[課題の目的] 祖母について綴った本文の最後の一文に続けて、その先を書き進めてください。

[本文]
┌────────
そして先日なんとなく実家に帰ったときに、数年ぶりに祖母に会った。

私のことは忘れていた。
10分前に用を足したことさえ忘れ、何度も部屋とトイレを往復する。
祖母は、ずっと何かを探している。


当事者ではない私は、これを美しいとか思ってしまう。

もちろん、実の親が私のことを忘れてしまった、なんて事実は
当事者からしたら受け入れがたいことだとも思うし、
私の知っている祖母ではないので、それは本当に祖母だろうかとさえ疑ってしまうのだろう。
性格がガラッと変わってしまう人だっているらしい。
祖母は、何を覚えていて、何をどこから忘れてしまったのだろうか。
他人の世話をする感覚に陥るのも、無理はない。
介護問題というのは必ず訪れる、重大な出来事なのだ。
└────────
[データセットからの抜粋]
┌────────
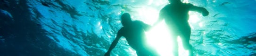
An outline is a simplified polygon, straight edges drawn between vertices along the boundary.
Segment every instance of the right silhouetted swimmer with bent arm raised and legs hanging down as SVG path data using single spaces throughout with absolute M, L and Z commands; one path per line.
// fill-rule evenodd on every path
M 193 6 L 190 3 L 182 3 L 181 0 L 169 0 L 170 4 L 161 9 L 157 23 L 165 19 L 173 37 L 173 54 L 178 55 L 177 37 L 180 36 L 184 49 L 189 50 L 189 55 L 193 56 L 192 45 L 190 44 L 190 25 L 189 11 L 196 11 L 203 16 L 207 16 L 209 12 L 203 7 Z

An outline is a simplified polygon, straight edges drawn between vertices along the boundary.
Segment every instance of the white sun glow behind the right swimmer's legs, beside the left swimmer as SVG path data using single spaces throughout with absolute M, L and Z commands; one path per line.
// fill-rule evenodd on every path
M 173 39 L 164 21 L 160 22 L 155 27 L 152 27 L 148 32 L 145 33 L 148 44 L 154 49 L 157 49 L 160 56 L 173 56 Z M 177 41 L 178 46 L 180 47 L 178 48 L 179 55 L 188 56 L 188 50 L 183 49 L 180 37 L 178 37 Z

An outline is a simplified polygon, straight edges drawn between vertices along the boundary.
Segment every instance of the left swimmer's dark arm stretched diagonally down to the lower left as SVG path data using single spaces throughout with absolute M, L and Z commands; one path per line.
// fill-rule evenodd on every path
M 109 49 L 107 50 L 107 53 L 105 53 L 104 56 L 110 56 L 110 52 L 112 49 L 114 49 L 116 47 L 116 44 L 118 43 L 119 39 L 121 38 L 122 35 L 121 31 L 119 30 L 116 36 L 116 39 L 112 42 L 111 46 L 109 47 Z

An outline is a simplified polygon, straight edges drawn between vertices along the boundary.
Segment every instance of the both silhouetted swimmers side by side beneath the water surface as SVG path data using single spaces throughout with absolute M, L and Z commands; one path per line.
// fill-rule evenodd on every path
M 207 16 L 209 12 L 203 7 L 193 6 L 190 3 L 182 3 L 181 0 L 169 0 L 170 4 L 166 5 L 160 10 L 157 23 L 165 19 L 165 23 L 172 32 L 172 38 L 174 39 L 173 54 L 178 54 L 178 42 L 177 37 L 182 39 L 184 49 L 189 50 L 189 56 L 193 56 L 192 45 L 190 44 L 190 25 L 188 22 L 189 11 L 196 11 L 203 16 Z M 123 36 L 129 45 L 136 50 L 138 56 L 158 56 L 155 50 L 147 47 L 145 43 L 144 31 L 150 28 L 149 25 L 141 21 L 132 21 L 131 15 L 125 13 L 121 16 L 122 27 L 116 36 L 116 39 L 112 42 L 105 56 L 109 56 L 112 49 L 115 48 L 119 39 Z M 157 24 L 155 23 L 155 24 Z

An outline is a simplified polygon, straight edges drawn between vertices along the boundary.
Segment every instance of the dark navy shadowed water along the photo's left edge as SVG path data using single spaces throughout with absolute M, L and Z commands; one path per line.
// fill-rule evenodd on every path
M 14 21 L 0 25 L 0 56 L 78 56 L 47 37 L 41 25 L 31 21 L 27 1 L 8 1 L 8 7 L 0 9 L 12 14 Z M 0 5 L 3 6 L 3 5 Z M 0 21 L 3 22 L 3 21 Z

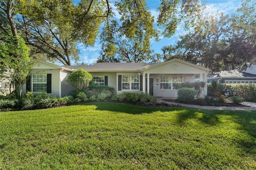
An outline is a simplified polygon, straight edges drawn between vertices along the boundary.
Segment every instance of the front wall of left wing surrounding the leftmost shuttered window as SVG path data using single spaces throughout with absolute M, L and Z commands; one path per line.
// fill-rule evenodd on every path
M 47 94 L 60 97 L 60 69 L 32 69 L 31 74 L 52 74 L 52 93 Z M 32 84 L 32 79 L 30 81 Z M 26 83 L 23 85 L 22 90 L 26 92 Z

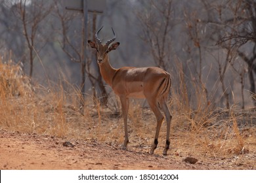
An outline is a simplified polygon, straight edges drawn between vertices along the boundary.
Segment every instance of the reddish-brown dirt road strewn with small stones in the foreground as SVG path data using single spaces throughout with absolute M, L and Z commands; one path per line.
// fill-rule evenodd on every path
└────────
[解答欄]
それでも私は、
生きていることで待ち受けている「痴呆」というイベントは、
まるで人生の清算をしているかのように、なんとなく見えてしまった。


当人からすれば、
これまでの人生を忘れてしまうことが、とても怖かっただろうと思う。
きっと、忘れてしまうことさえも、もう忘れてしまっているのだろう。

それでも、祖母が生きている中で感じてきた
嬉しい記憶だとか、辛い記憶だとか、さまざまな記憶とその喜怒哀楽が、
すべてを乗り越えてきた祖母から旅立っていくように見えるのだ。
どうしても、祖母から奪っていくようには、私には見えないのだ。


色濃い人生は、美しい記憶は、
結局、実体のないものだった、と。
これらを胸に抱えて墓まで持っていくことは、できない。

それを体現しているようでならない。



私のことさえも忘れてしまった肉親の世話をしないといけない。
誰にでも訪れるその時を、拒絶してしまわないために、
どんどんと忘れていく親を、その事実を、
「神様がどんどん奪っていってしまう」のではなく、
「これまでの人生を清算していっている」と、
清算は、ここまで生きてきた人の特権だ」と、
清算された記憶は、美しいものばかりだった」と、

思えたら、いいよね。


たぶん祖母は、清算済みのそれをずっと探しているんだろうな。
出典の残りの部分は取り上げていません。